Segment Open

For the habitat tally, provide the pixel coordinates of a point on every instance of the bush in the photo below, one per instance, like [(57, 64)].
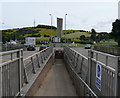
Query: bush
[(86, 42)]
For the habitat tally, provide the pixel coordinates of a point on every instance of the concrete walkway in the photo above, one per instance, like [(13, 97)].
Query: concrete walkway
[(57, 82)]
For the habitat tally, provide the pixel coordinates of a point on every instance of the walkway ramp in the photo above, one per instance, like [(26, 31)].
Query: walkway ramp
[(57, 82)]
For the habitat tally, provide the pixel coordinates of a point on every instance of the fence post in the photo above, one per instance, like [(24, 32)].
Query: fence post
[(118, 80), (90, 56), (0, 81), (19, 68), (33, 66)]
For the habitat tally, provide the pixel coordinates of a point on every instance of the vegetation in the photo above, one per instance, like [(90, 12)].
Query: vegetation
[(116, 31)]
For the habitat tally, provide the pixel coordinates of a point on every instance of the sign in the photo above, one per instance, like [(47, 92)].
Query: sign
[(98, 76)]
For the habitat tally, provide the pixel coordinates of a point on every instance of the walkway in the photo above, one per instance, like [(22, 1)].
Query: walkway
[(57, 82)]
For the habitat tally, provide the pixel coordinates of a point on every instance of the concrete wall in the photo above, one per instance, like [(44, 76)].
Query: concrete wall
[(41, 77), (59, 27)]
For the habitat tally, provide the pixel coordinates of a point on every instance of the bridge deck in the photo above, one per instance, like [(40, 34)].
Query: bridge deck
[(57, 82)]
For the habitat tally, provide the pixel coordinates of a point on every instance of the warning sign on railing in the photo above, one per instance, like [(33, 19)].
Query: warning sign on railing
[(98, 76)]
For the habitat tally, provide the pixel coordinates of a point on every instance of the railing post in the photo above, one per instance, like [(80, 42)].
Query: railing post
[(0, 81), (90, 56), (33, 66), (118, 81), (38, 60), (19, 68)]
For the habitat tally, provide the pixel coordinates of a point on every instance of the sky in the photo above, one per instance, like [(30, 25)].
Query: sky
[(80, 15)]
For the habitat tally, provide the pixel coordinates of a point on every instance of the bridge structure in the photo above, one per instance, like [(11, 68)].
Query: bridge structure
[(60, 71)]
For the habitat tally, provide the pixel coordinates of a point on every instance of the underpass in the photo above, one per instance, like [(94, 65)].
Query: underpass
[(67, 72)]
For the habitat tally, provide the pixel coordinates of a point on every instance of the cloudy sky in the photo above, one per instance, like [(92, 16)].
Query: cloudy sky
[(80, 15)]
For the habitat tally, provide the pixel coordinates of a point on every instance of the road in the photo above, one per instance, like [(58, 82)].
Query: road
[(81, 50), (25, 55), (57, 82), (102, 58)]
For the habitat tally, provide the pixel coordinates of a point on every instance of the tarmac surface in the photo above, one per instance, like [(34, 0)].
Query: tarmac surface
[(57, 82)]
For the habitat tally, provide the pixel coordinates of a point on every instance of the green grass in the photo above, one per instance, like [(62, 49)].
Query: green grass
[(111, 42), (76, 35)]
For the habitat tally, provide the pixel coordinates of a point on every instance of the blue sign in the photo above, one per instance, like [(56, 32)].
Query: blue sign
[(98, 76)]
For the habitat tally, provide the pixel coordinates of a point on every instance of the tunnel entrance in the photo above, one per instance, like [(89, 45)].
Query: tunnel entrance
[(57, 81), (59, 54)]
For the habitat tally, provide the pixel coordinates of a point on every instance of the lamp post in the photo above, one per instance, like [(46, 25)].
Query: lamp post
[(51, 20), (65, 27), (65, 21)]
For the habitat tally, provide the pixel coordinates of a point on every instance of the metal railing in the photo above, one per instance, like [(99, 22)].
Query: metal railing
[(10, 73), (111, 49), (16, 72), (84, 72), (77, 66), (109, 73)]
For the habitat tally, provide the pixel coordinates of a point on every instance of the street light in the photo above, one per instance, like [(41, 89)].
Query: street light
[(65, 21), (51, 20), (65, 27)]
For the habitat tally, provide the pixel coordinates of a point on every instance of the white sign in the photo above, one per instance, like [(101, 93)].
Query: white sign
[(98, 76)]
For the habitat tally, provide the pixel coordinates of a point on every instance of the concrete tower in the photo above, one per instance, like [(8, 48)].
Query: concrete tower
[(59, 27)]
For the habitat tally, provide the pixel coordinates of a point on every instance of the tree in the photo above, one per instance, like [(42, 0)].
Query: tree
[(116, 31), (82, 37), (93, 34)]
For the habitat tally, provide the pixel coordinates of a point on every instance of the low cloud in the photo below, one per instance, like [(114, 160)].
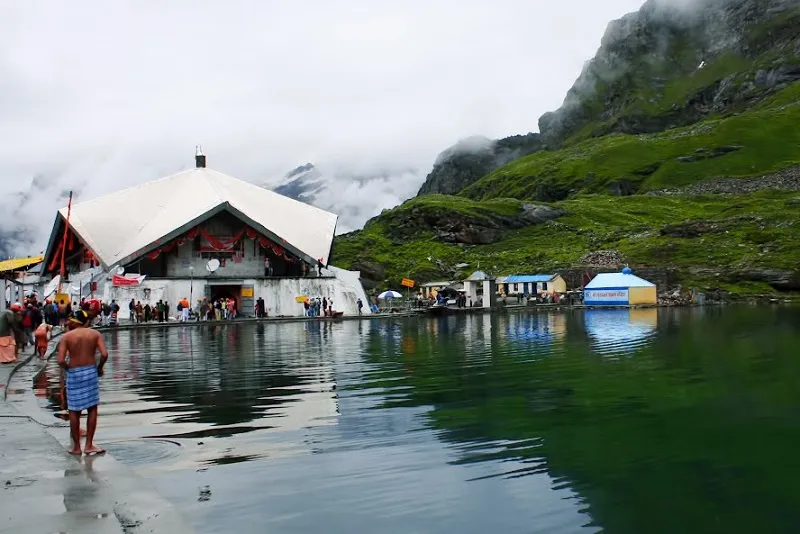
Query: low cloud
[(98, 96)]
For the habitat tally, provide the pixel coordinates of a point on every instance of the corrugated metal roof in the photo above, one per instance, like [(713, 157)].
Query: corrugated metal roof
[(608, 280), (479, 275), (118, 225), (528, 278), (19, 263)]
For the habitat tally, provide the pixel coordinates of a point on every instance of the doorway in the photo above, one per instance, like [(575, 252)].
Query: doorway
[(226, 291)]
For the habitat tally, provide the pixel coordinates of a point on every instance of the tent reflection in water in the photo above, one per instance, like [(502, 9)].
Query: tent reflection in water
[(619, 289), (620, 330)]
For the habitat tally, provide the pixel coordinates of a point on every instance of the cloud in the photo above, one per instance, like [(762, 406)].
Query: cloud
[(96, 96)]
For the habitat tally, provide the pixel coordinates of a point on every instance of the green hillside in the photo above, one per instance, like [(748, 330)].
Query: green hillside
[(678, 148), (759, 141), (729, 240)]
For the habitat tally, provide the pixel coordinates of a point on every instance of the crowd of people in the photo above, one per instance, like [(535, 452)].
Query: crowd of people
[(314, 307), (32, 322)]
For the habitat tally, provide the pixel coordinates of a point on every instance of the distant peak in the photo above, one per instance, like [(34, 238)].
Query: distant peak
[(300, 170)]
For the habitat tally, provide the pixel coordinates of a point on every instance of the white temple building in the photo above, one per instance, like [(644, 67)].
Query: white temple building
[(200, 233)]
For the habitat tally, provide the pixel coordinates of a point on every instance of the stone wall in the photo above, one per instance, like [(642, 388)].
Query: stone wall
[(279, 294)]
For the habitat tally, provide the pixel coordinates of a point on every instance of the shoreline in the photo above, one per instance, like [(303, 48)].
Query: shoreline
[(424, 312), (35, 445)]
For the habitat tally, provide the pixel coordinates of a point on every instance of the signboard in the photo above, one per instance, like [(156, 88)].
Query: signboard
[(605, 297)]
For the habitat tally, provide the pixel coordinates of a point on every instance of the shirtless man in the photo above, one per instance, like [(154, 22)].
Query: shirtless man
[(76, 355)]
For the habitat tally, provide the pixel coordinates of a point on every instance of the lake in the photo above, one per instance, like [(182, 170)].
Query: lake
[(617, 421)]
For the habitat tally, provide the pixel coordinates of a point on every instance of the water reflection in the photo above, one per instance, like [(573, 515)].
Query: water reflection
[(620, 331), (625, 421)]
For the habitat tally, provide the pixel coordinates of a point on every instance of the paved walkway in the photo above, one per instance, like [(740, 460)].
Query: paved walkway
[(45, 490)]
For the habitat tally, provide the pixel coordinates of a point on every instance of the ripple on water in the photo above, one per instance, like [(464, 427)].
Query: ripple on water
[(140, 452)]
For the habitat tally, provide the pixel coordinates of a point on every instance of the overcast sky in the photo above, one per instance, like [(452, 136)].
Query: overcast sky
[(98, 95)]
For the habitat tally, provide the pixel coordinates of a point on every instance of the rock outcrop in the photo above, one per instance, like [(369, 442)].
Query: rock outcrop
[(471, 159), (453, 226)]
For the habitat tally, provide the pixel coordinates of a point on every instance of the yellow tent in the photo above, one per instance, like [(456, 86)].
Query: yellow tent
[(19, 263)]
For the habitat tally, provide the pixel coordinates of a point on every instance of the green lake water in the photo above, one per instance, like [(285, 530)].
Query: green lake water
[(617, 421)]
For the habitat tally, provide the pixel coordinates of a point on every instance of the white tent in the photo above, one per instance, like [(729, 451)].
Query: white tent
[(121, 226)]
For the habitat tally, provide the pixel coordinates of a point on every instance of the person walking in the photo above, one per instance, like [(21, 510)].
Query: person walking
[(10, 324), (43, 334), (76, 356)]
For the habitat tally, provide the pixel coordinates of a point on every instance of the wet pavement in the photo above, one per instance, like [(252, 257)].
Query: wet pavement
[(45, 490)]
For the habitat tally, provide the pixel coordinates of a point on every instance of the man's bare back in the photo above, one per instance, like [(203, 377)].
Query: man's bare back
[(81, 344), (82, 388)]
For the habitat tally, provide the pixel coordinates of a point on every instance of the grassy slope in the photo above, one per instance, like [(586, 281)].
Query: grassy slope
[(595, 222), (768, 134)]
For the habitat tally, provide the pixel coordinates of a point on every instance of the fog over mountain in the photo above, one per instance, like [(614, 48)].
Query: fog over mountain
[(354, 197), (98, 96)]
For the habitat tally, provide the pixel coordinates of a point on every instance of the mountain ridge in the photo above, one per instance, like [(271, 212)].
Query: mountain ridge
[(681, 177)]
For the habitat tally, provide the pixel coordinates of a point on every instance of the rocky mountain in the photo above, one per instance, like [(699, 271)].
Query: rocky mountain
[(676, 151), (470, 159), (303, 183), (674, 63)]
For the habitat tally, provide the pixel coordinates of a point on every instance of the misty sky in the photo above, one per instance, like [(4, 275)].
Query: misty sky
[(96, 96)]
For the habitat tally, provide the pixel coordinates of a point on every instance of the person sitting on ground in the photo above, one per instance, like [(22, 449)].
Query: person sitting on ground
[(76, 355)]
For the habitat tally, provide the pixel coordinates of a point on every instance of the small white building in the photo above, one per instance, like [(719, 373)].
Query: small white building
[(480, 287), (156, 241)]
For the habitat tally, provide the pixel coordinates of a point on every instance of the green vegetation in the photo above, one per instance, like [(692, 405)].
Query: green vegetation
[(768, 137), (756, 231)]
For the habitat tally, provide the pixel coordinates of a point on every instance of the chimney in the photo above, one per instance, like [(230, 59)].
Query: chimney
[(199, 158)]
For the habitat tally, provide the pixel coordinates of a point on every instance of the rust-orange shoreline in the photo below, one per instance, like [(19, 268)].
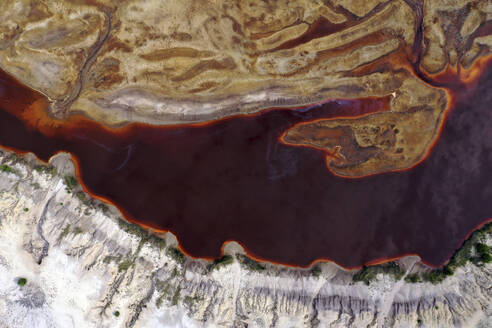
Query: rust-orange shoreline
[(128, 218), (45, 119)]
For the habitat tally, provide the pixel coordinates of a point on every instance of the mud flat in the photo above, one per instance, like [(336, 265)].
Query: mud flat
[(84, 267)]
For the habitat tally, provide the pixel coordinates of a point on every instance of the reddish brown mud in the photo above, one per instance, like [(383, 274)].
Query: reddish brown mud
[(233, 180)]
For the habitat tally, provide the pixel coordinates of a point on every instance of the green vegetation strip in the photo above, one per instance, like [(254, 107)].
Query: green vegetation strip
[(473, 250)]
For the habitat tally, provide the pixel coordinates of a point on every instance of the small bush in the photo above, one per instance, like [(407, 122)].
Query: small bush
[(77, 230), (176, 255), (412, 278), (249, 263), (7, 169), (21, 281), (70, 183), (316, 270), (125, 265)]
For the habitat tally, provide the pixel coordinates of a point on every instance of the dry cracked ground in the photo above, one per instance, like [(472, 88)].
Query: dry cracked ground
[(164, 62)]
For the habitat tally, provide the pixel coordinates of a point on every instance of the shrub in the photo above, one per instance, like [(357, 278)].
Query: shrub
[(176, 255), (249, 263), (412, 278), (7, 169), (70, 183), (125, 265)]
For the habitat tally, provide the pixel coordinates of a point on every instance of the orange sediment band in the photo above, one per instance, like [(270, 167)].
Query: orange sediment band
[(36, 117)]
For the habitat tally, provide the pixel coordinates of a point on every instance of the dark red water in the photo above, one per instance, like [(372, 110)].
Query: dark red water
[(232, 179)]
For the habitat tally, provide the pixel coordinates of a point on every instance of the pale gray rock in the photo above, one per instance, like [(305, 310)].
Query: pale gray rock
[(84, 265)]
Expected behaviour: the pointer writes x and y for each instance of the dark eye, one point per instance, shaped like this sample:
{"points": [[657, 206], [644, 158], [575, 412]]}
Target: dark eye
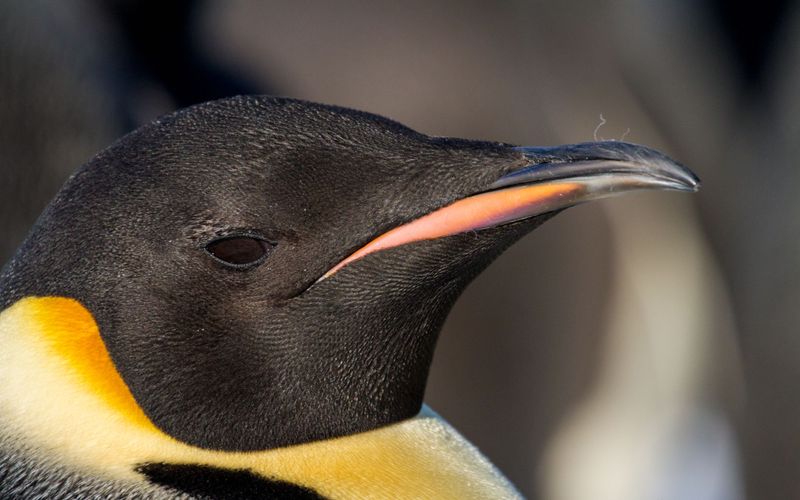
{"points": [[239, 251]]}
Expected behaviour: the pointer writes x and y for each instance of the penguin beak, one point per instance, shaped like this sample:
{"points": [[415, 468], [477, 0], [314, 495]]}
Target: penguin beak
{"points": [[552, 178]]}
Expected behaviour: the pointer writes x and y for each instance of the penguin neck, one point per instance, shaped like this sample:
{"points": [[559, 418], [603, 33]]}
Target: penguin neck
{"points": [[60, 395]]}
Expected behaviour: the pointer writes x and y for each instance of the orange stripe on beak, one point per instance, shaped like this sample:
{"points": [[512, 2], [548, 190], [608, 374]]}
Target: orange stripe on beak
{"points": [[471, 214]]}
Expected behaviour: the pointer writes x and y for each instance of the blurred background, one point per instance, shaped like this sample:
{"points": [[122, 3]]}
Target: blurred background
{"points": [[644, 347]]}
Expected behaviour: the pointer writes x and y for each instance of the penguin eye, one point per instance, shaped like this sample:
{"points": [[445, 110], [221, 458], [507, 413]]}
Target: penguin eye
{"points": [[239, 252]]}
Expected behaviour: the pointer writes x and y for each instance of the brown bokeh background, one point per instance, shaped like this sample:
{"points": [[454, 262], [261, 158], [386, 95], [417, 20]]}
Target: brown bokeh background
{"points": [[644, 347]]}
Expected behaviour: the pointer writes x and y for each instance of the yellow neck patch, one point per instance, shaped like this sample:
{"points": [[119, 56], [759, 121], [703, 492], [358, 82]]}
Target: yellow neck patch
{"points": [[60, 392], [69, 332]]}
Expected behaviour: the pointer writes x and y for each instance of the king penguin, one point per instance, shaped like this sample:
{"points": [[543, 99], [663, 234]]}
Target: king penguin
{"points": [[242, 299]]}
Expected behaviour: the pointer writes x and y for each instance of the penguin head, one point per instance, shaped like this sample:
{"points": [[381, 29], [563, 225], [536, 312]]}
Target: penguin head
{"points": [[267, 272]]}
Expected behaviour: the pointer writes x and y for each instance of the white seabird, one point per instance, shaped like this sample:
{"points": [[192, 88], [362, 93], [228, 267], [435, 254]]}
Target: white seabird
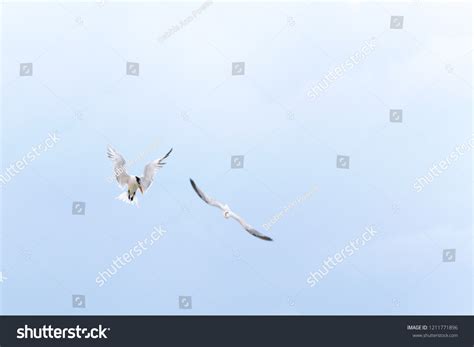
{"points": [[228, 213], [133, 183]]}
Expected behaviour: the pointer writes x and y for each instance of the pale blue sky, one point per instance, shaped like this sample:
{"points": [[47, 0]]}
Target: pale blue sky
{"points": [[79, 88]]}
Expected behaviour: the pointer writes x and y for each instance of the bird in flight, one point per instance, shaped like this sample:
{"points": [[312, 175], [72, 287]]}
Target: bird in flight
{"points": [[228, 213], [133, 183]]}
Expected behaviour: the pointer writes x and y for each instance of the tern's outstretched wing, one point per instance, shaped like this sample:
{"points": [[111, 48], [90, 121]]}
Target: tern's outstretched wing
{"points": [[248, 227], [150, 170], [207, 199], [120, 171]]}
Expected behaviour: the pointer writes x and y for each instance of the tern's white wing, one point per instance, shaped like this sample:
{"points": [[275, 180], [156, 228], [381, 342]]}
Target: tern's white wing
{"points": [[119, 166], [248, 227], [207, 199], [150, 170]]}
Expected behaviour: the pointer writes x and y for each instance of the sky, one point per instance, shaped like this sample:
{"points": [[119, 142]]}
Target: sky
{"points": [[190, 91]]}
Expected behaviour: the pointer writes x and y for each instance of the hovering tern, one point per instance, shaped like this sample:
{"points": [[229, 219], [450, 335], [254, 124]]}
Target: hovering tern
{"points": [[133, 183], [228, 213]]}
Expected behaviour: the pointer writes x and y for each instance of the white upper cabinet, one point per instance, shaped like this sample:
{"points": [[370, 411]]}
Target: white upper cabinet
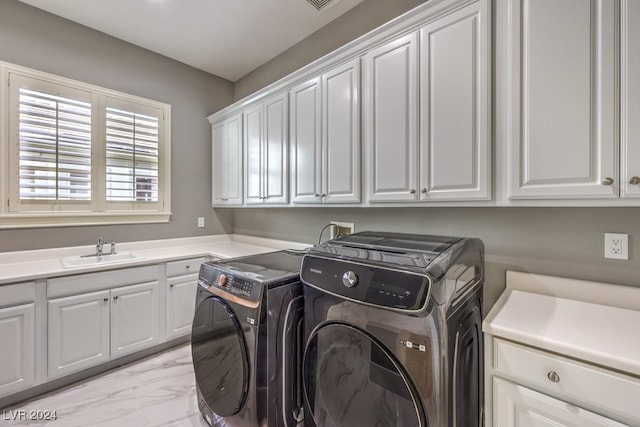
{"points": [[325, 137], [443, 152], [305, 142], [265, 147], [562, 98], [227, 161], [390, 121], [630, 97], [454, 106]]}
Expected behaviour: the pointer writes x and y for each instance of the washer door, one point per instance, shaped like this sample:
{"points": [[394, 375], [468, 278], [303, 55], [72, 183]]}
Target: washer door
{"points": [[220, 357], [352, 379]]}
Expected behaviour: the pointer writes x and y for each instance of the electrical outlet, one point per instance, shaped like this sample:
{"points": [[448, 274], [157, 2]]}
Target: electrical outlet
{"points": [[616, 246], [341, 229]]}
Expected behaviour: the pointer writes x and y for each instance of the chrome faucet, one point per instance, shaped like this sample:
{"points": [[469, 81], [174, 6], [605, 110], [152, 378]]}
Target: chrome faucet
{"points": [[99, 246]]}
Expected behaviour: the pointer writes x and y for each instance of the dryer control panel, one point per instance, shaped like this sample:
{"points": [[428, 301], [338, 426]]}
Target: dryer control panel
{"points": [[385, 287]]}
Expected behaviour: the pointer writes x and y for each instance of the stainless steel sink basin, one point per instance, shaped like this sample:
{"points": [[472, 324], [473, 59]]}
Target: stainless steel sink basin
{"points": [[93, 260]]}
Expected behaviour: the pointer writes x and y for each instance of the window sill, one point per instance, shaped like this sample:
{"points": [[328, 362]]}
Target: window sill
{"points": [[72, 219]]}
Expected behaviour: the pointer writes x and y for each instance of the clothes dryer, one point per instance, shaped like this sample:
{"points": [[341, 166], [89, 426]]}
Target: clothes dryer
{"points": [[393, 331]]}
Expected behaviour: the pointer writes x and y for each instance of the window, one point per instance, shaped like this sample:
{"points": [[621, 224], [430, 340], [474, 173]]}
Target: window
{"points": [[79, 154]]}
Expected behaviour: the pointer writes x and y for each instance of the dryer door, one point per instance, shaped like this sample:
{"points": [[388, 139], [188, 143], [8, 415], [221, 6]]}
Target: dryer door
{"points": [[220, 357], [352, 379]]}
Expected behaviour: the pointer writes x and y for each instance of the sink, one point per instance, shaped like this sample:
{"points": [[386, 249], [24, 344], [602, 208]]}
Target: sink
{"points": [[94, 260]]}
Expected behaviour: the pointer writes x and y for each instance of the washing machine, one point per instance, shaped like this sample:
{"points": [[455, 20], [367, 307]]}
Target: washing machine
{"points": [[393, 331], [246, 341]]}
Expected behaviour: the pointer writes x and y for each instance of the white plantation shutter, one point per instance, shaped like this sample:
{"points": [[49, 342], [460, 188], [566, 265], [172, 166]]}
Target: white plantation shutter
{"points": [[80, 154], [132, 156], [54, 147]]}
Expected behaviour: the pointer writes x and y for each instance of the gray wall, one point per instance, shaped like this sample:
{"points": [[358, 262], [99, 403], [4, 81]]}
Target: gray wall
{"points": [[557, 241], [35, 39], [359, 20]]}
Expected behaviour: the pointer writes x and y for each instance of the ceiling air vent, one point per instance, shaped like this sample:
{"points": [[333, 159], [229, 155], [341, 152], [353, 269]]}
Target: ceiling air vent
{"points": [[320, 4]]}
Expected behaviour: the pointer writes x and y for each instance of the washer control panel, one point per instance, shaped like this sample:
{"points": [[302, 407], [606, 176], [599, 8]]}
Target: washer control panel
{"points": [[212, 276]]}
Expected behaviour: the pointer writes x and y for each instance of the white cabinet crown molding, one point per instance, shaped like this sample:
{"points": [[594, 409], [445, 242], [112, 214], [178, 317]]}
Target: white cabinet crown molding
{"points": [[403, 24]]}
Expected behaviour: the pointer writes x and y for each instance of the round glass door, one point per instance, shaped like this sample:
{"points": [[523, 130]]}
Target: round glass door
{"points": [[351, 379], [219, 354]]}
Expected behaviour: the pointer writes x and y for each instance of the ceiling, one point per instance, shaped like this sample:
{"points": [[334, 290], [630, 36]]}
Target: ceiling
{"points": [[228, 38]]}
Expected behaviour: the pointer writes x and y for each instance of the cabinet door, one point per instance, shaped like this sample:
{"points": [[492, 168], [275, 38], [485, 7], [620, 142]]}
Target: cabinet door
{"points": [[305, 142], [227, 162], [341, 134], [562, 99], [181, 301], [78, 332], [390, 120], [518, 406], [455, 107], [630, 92], [275, 152], [17, 356], [253, 148], [134, 318]]}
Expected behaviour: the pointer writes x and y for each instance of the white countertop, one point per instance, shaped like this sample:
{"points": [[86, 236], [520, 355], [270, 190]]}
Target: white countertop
{"points": [[558, 315], [23, 266]]}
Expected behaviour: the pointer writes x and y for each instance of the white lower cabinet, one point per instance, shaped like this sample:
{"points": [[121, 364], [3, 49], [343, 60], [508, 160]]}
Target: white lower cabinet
{"points": [[518, 406], [17, 355], [86, 329], [78, 332], [182, 282], [181, 299], [558, 352], [134, 318]]}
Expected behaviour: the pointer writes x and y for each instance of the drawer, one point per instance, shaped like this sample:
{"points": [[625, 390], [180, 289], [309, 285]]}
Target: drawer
{"points": [[84, 283], [182, 267], [588, 386]]}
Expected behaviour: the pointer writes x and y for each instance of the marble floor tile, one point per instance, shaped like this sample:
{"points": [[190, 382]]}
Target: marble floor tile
{"points": [[157, 391]]}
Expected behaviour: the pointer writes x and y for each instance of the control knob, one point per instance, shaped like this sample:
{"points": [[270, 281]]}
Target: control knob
{"points": [[349, 279], [222, 280]]}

Segment Closed

Search the entries for the string "below" and collect each line that has it.

Output for this task:
For the habitat tally, provide the pixel coordinates of a point on every instance of the bush in the photo below, one per instance, like [(57, 64)].
For the habitat tally, provide the pixel coordinates of a point on every instance of the low cloud in the photo below, one per instance, like [(114, 160)].
For the habitat tally, provide the pixel coordinates of a point on every instance of the rust-orange shoreline in the photo below, one per instance, like [(19, 268)].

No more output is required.